> Required work:
Copy the records from the line with "Thank you for the photograph. Please indicate the large orange" through the end of the records, both ends included. Multiply every coordinate in the answers by 1.7 and round to whole numbers (halves round up), and leave every other line, including the sample coordinates, unchanged.

> Records for this exercise:
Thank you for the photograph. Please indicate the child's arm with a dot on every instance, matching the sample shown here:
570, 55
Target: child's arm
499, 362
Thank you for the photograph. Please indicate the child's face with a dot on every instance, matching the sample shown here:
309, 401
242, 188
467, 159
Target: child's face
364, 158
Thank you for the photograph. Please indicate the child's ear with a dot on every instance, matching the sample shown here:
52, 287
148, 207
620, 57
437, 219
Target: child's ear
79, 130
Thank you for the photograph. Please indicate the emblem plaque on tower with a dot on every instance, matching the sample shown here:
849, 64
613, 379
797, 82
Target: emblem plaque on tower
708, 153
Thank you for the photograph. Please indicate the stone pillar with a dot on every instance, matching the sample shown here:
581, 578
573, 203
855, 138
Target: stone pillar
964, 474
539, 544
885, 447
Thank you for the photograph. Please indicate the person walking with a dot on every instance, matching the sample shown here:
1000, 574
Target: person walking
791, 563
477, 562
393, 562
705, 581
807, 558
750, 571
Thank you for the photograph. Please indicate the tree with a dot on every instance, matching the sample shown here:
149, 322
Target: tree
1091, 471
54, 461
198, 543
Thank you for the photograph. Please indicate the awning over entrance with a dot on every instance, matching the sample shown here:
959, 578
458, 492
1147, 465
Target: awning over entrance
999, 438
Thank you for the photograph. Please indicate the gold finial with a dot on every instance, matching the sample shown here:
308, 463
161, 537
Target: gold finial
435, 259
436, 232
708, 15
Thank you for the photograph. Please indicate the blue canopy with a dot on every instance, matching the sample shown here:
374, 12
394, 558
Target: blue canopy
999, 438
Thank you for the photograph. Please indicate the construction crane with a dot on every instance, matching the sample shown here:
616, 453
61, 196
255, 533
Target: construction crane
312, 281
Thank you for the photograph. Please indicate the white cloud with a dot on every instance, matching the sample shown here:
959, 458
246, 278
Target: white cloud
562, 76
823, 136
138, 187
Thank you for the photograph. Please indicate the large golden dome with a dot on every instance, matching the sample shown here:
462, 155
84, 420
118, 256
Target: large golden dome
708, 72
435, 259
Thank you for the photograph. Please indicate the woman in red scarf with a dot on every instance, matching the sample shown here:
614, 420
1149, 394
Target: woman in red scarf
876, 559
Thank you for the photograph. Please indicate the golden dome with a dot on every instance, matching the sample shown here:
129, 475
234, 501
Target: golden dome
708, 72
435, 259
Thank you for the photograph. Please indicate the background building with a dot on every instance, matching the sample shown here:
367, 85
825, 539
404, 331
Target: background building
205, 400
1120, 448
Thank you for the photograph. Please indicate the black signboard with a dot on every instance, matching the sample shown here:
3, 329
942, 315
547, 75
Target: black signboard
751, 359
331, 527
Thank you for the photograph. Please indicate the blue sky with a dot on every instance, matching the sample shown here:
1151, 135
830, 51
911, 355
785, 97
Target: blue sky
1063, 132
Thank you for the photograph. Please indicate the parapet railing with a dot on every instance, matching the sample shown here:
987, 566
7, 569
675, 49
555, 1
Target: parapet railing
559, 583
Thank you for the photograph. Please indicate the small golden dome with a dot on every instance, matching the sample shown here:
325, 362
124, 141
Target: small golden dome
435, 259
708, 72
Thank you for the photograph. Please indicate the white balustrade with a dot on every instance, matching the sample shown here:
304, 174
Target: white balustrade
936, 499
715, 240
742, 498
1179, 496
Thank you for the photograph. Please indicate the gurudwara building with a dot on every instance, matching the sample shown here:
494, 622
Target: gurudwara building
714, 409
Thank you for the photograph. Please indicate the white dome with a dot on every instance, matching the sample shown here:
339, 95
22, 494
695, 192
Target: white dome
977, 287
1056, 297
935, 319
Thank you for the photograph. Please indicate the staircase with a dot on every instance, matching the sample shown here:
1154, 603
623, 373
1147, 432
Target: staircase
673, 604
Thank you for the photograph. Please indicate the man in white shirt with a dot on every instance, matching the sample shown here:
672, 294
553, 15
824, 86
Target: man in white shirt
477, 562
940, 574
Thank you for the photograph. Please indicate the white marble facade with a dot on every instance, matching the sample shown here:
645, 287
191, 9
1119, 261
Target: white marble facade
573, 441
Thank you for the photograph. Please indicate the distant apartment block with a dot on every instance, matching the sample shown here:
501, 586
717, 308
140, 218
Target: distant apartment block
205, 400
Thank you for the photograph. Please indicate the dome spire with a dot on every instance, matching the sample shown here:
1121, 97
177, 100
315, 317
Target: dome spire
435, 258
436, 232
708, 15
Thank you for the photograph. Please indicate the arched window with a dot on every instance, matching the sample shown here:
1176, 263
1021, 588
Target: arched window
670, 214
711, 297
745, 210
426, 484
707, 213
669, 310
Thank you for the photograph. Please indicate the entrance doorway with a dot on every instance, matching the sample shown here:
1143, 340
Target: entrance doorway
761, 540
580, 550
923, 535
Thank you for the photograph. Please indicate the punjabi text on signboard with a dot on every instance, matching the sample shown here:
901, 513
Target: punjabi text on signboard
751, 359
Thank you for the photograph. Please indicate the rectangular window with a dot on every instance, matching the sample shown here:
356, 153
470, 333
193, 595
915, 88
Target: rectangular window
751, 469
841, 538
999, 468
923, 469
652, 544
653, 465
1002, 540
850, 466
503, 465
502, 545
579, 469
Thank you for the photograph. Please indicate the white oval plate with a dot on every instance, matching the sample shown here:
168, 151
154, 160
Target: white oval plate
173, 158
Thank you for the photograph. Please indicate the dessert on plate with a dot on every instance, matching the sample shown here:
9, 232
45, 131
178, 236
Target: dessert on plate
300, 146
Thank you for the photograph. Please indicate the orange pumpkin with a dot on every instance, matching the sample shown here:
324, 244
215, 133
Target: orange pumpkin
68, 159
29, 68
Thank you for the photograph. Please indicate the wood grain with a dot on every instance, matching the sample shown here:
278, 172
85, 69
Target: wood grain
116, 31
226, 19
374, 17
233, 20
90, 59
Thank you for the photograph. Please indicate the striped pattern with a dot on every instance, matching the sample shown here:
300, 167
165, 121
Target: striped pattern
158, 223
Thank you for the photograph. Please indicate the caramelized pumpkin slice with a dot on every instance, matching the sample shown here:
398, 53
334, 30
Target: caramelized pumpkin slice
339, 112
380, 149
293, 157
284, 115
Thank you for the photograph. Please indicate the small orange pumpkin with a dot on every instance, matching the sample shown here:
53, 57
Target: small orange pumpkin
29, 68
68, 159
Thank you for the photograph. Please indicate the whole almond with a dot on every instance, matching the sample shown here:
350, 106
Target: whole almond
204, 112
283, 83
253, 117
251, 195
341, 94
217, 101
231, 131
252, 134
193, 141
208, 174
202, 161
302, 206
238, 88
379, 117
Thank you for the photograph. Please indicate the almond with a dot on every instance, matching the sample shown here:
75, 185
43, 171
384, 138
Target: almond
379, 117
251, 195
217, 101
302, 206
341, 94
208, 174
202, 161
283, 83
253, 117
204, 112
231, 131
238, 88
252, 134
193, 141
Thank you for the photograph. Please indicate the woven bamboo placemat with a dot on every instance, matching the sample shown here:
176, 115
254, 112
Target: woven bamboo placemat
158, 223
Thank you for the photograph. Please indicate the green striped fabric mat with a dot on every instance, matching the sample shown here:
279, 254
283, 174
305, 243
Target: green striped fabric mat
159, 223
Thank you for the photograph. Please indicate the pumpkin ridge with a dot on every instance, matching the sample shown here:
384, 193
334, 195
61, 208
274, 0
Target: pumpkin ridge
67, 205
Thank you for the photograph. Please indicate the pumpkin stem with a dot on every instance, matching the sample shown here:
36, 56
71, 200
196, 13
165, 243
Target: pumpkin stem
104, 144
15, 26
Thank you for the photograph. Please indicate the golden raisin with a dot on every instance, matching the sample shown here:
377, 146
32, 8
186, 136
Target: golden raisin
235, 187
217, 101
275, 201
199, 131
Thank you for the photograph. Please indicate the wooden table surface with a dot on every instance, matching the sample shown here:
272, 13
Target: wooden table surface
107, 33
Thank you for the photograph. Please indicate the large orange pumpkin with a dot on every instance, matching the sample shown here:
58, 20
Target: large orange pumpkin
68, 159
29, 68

> Expected output:
Thank you for the photograph. Please indicate the large orange pumpkin with a dot on every instance, matching the sample shown here:
58, 20
Target: large orange pumpkin
116, 270
49, 116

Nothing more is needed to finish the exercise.